THE PROBLEM: Pictures should be excluded; otherwise, copy every entry exactly.

RECORD EXCERPTS:
◇ ◇ ◇ ◇ ◇ ◇ ◇
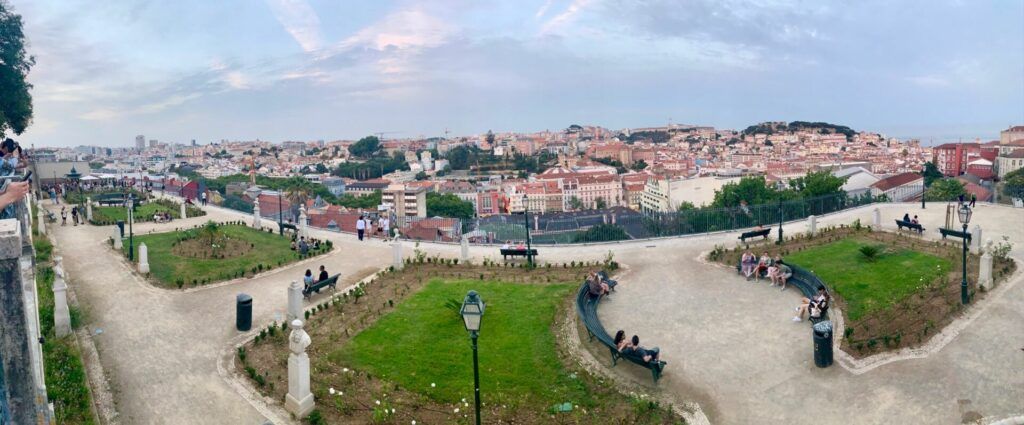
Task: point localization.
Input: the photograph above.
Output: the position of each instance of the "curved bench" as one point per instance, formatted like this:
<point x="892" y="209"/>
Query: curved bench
<point x="587" y="307"/>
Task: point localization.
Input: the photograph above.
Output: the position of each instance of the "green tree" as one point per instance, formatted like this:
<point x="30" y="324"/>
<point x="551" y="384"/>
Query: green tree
<point x="931" y="173"/>
<point x="944" y="189"/>
<point x="15" y="100"/>
<point x="449" y="205"/>
<point x="366" y="147"/>
<point x="602" y="232"/>
<point x="817" y="183"/>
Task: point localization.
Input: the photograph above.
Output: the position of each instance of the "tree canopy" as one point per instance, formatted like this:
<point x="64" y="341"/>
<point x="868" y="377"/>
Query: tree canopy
<point x="15" y="100"/>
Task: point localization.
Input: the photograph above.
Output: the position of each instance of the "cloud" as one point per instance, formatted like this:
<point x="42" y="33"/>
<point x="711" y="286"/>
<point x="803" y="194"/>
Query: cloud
<point x="300" y="20"/>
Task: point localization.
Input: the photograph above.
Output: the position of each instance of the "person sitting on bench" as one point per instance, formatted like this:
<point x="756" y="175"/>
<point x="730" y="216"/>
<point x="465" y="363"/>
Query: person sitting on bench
<point x="814" y="305"/>
<point x="749" y="264"/>
<point x="648" y="355"/>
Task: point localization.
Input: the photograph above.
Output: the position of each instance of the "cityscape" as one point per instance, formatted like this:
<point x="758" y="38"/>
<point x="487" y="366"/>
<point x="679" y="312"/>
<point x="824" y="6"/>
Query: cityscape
<point x="301" y="212"/>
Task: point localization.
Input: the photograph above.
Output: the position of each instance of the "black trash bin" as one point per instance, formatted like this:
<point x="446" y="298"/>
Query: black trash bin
<point x="822" y="344"/>
<point x="244" y="310"/>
◇ ◇ ◇ ◇ ◇ ◇ ◇
RESPONSE:
Task: point localization.
Input: the photograph above.
Output: the position of each instance of the "curved bench" as one point per instance, formatted like this:
<point x="892" y="209"/>
Query: curved bench
<point x="587" y="307"/>
Task: point localization.
Input: the photograph above.
Output: the position of each instance of the "green tree" as one point per instance, formatted like this:
<point x="30" y="324"/>
<point x="551" y="384"/>
Query: green tree
<point x="931" y="173"/>
<point x="944" y="189"/>
<point x="15" y="100"/>
<point x="449" y="205"/>
<point x="366" y="147"/>
<point x="602" y="232"/>
<point x="817" y="183"/>
Task: point localization.
Input: the photograph above.
Output: the position of each instance of the "tree canopy" as one point per instance, formatted like this:
<point x="64" y="341"/>
<point x="868" y="377"/>
Query: tree canopy
<point x="15" y="100"/>
Task: point localization.
Input: the photograph above.
Output: the position of each instance of the "cloud" as one point per instance, formatted like this:
<point x="42" y="33"/>
<point x="711" y="286"/>
<point x="803" y="194"/>
Query: cloud
<point x="300" y="20"/>
Task: point localization.
Input: the photograph above.
Output: the position of each instance of the "person sitting on bench" as one point per instance, formatted like this:
<point x="756" y="175"/>
<point x="730" y="216"/>
<point x="465" y="363"/>
Query: person sitting on bench
<point x="814" y="305"/>
<point x="749" y="264"/>
<point x="648" y="355"/>
Task: point localization.
Input: the photograph above.
Output: the position of each instance of the "cityscape" as one point per instance, formatted like this:
<point x="758" y="38"/>
<point x="487" y="366"/>
<point x="679" y="312"/>
<point x="824" y="6"/>
Query: cityscape
<point x="301" y="212"/>
Task: point localization.
Input: the photograph above.
Output: the position of each instance of the "black trash bin" as one point per instance, formatted like this:
<point x="446" y="298"/>
Query: black trash bin
<point x="822" y="344"/>
<point x="244" y="310"/>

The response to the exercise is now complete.